** WHAT YOU WILL DO **
A verbatim copy of the lines starting at the one with "Study the picture above. For each instance of the wicker" and ending at the last line below is required; include nothing else.

** DATA **
☆ ☆ ☆

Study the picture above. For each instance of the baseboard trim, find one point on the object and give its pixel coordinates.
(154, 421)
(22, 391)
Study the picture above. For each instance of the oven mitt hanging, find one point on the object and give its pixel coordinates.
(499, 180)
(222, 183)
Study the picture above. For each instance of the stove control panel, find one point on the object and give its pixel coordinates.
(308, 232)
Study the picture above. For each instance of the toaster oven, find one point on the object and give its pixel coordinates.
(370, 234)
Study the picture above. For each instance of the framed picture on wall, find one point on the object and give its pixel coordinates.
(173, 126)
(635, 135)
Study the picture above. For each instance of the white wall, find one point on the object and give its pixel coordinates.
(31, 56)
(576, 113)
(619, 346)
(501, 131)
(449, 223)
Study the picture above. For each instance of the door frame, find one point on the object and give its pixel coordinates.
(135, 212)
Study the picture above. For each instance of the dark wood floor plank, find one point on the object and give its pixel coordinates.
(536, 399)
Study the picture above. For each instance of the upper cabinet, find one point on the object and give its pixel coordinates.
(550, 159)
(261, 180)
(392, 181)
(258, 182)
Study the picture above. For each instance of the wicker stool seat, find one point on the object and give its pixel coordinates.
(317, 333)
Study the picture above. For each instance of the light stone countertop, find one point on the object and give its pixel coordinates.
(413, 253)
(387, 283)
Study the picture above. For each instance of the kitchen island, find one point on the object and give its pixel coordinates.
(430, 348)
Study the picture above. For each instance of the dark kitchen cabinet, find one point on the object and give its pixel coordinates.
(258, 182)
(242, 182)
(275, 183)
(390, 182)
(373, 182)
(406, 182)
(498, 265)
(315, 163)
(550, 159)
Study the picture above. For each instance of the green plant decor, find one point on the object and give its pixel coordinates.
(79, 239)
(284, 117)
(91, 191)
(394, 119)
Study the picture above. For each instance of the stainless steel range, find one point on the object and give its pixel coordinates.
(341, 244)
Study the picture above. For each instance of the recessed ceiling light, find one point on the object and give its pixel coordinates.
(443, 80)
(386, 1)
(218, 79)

☆ ☆ ☆

** RESPONSE FOR THIS EXERCISE **
Study the picture above. For each instance of the wicker stool seat, find one point on the object and give its pixel coordinates.
(317, 333)
Study the picture above. For each instance of the light stone countertop, find one point on the object and give its pixel coordinates.
(413, 253)
(387, 283)
Study the picture above. For each instance of the kitchen island, find one point on the object and give its pixel coordinates.
(430, 348)
Study the picture above. For each instance of the dark kitchen cabinet, find one point on the object and give its pixel coordinates.
(258, 182)
(242, 182)
(275, 183)
(390, 182)
(373, 182)
(406, 182)
(498, 265)
(315, 163)
(550, 159)
Study the picture above. For each instance of the green plant decor, find one point on the object and give its pixel coordinates.
(79, 239)
(284, 117)
(91, 191)
(394, 119)
Study the picture above. For each instance of the stainless steel range, find one point on the object and give its pixel coordinates.
(341, 244)
Study the picture above. For each instance of the recessed ceiling light, find one point on the object and give its pixel coordinates.
(443, 80)
(386, 1)
(218, 79)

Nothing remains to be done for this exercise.